# EXERCISE GOAL:
Without the images, print all the entries below exactly as given.

[Recorded data]

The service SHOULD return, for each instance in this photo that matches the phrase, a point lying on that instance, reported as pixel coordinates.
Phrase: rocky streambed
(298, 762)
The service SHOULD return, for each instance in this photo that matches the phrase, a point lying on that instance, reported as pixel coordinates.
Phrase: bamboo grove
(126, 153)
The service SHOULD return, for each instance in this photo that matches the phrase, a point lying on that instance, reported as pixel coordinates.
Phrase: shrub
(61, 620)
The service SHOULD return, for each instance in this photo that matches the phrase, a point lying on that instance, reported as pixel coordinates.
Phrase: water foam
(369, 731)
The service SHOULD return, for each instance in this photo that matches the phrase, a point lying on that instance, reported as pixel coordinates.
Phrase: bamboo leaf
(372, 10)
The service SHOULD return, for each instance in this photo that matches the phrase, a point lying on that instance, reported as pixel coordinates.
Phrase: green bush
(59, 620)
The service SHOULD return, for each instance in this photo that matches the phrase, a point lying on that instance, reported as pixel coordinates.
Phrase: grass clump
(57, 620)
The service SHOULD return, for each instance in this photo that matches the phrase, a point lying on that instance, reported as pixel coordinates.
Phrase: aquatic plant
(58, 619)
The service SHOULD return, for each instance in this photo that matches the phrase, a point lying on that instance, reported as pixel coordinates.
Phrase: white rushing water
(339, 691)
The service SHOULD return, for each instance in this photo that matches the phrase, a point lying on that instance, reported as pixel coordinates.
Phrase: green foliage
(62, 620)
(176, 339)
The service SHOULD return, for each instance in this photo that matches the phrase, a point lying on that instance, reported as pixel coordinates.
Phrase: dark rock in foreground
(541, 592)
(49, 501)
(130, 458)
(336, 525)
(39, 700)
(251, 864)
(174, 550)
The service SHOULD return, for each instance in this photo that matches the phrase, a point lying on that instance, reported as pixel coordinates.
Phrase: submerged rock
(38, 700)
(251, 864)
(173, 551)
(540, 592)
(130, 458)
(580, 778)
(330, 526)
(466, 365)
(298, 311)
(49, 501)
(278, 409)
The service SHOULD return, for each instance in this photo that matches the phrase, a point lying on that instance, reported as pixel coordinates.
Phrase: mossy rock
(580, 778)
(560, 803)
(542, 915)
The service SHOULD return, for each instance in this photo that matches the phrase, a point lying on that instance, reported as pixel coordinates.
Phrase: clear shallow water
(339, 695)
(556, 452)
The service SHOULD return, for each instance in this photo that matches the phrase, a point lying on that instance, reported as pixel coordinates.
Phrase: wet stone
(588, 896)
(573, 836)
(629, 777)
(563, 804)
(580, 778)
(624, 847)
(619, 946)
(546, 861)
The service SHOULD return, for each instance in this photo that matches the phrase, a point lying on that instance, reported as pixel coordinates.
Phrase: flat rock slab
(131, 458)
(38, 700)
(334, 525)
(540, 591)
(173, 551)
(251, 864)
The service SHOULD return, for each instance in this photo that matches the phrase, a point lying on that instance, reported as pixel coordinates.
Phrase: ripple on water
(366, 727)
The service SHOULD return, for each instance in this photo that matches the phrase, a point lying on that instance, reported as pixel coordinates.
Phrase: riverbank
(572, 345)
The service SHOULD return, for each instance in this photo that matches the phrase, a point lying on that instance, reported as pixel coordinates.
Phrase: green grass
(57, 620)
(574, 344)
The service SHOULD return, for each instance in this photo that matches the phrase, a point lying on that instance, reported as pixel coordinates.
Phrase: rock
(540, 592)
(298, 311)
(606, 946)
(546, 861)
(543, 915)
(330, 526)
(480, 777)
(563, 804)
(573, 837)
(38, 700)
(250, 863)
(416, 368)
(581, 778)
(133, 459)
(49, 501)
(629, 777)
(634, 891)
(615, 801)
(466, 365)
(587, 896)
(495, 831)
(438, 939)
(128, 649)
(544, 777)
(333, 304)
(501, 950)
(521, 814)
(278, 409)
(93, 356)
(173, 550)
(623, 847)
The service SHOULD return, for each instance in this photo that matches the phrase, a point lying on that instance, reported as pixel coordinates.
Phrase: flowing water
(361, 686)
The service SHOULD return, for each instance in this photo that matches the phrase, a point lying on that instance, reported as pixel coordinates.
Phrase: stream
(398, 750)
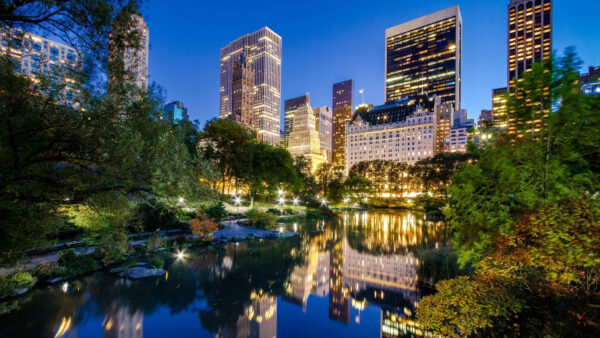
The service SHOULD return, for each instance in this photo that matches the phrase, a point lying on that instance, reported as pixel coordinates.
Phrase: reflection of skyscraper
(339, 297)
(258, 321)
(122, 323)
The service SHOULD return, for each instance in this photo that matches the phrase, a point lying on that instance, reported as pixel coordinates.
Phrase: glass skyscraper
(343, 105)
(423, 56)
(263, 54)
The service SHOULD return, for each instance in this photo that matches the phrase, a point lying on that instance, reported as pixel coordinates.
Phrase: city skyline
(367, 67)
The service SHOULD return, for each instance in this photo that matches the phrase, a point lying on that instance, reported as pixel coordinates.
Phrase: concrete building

# COMPLETED EXERCISE:
The service SHOULD return, for each instance in this photo that matches the phrase, a point lying on that instance, reported as pixel coordinates.
Phrase: rocky streambed
(298, 762)
The service SHOULD return, for each instance in this photo that matches the phrase, a point lying on that instance, reported as pixel coordinates.
Phrase: bamboo grove
(126, 153)
The service SHOULD return, for each instance in this photo that matches the phrase, a point lying on that instance, reported as pixel coordinates.
Phrase: shrub
(61, 620)
The service SHOULD return, for each instance in this photo that matches the phrase, a point lying on that instance, reported as pixel coordinates.
Phrase: water foam
(369, 731)
The service SHOULD return, for each instance in this photo that matches the phrase, a point lying on that instance, reported as pixel coordinates.
Phrase: bamboo leaf
(372, 10)
The service SHOULD return, for each instance in this photo that matches the phrase, a point lying on that instance, reported as pixel coordinates.
Phrase: green bush
(59, 620)
The service SHOULD return, for each instance in this photo that matches the phrase, a point lying on that instance, reported as pixel coordinates.
Phrase: grass clump
(57, 620)
The service SHOULD return, for each instance in this photo that matches the phrase, a point lying on that instance, reported as pixel coordinates.
Phrase: aquatic plant
(58, 619)
The service SHOULD return, for each instance in this photo that matches the phrase, a point lying on that instance, reported as pixel coordinates.
Phrase: white rushing water
(339, 691)
The service SHOULD return, for each instance in this photo that matches the phrase, a point lying on that instance, reported as pixel coordinates.
Phrase: green foliage
(62, 620)
(176, 339)
The service SHOULD return, for each instance in this photo that matches the phrase, a point lying on that instance, reported as pixel coordinates.
Phrase: dark rock in foreground
(541, 592)
(49, 501)
(130, 458)
(336, 525)
(39, 700)
(251, 864)
(174, 550)
The service SHOULD return, for each instance in this photo that matches the phrase, a point lying on that instance, reported as pixel coordinates.
Phrase: submerged rock
(38, 700)
(251, 864)
(173, 551)
(540, 592)
(130, 458)
(580, 778)
(330, 526)
(466, 365)
(298, 311)
(49, 501)
(278, 409)
The service SHOULD return, for each instance in this photo that matches the phrase, a point lying on that instance, reported as pixel coordinates.
Phrase: mossy rock
(580, 778)
(560, 803)
(542, 915)
The service SHOULD return, for each instance in this photo that matches the phrase, a point lying on that instance, reported as pixel coordinates.
Phrase: clear shallow water
(339, 695)
(556, 452)
The service SHOULD return, for each instance in this photo that matches the phrase, a point lying on that instance, reported as pixel coordinates.
Phrase: wet stone
(588, 896)
(573, 836)
(629, 777)
(563, 804)
(580, 778)
(624, 847)
(619, 946)
(546, 861)
The service SHOULD return, for each instance in this photo that matches the phrase, a point lying on that instance, reported as pixel coordinates.
Phrase: flat rock slab
(131, 458)
(38, 700)
(334, 525)
(540, 591)
(173, 551)
(251, 864)
The service SHOULD return, for each instance in this photo that matches the phrase, a point lying on that instance, reported as pixel coordinates.
Phrase: ripple on water
(366, 727)
The service SHOULD return, for each instance in this photo that matches the phrase, a point lying on that instance, reported as pixel coordinates.
Phrase: riverbank
(572, 345)
The service SHOULD return, for each instance in this photo that matches the phrase, a point lying on that instance, reported as pixel coordinates.
Phrase: green grass
(57, 620)
(574, 344)
The service SHOULD return, for each instance in this photo that matches the phrase, a point lying on that instance, reported as pixel coordinates.
Phrase: rock
(540, 592)
(298, 311)
(606, 946)
(546, 861)
(543, 915)
(330, 526)
(480, 777)
(563, 804)
(573, 837)
(38, 700)
(250, 863)
(416, 368)
(581, 778)
(133, 459)
(49, 501)
(629, 777)
(634, 891)
(615, 801)
(466, 365)
(587, 896)
(495, 831)
(438, 939)
(128, 649)
(544, 777)
(333, 304)
(501, 950)
(521, 814)
(278, 409)
(93, 356)
(173, 550)
(623, 847)
The service SHOULD return, for each instance in this photo that matches the phrase, a point lying on that instance, reported as pixel coordinates.
Phrase: flowing water
(361, 686)
The service SHOULD return, for each instance in this photo that matches the phrase, a point lying on that instance, reported as pixel coordinates.
Phrase: stream
(398, 750)
The service SHOULD return, for each instance in this photo that matches the phrase, a point lying on that instance, reported as pixel coordinates.
Phrase: reflection of skyscraper
(339, 297)
(258, 321)
(122, 323)
The service SHOULD return, for each instance in this photo that matches the phrase, a point lying on that instance, reported as pixel coordinates.
Phrase: glass skyscraper
(343, 105)
(423, 56)
(263, 54)
The service SHOULD return, for each instance in this photo that matches the phrase, a point lying on that instance, reported as pixel coordinates.
Phrase: city skyline
(367, 67)
The service SHOULD return, for each instance in this photo that matches the phrase, a point lying on that instance, reported as pixel coordinates.
Phrase: concrete building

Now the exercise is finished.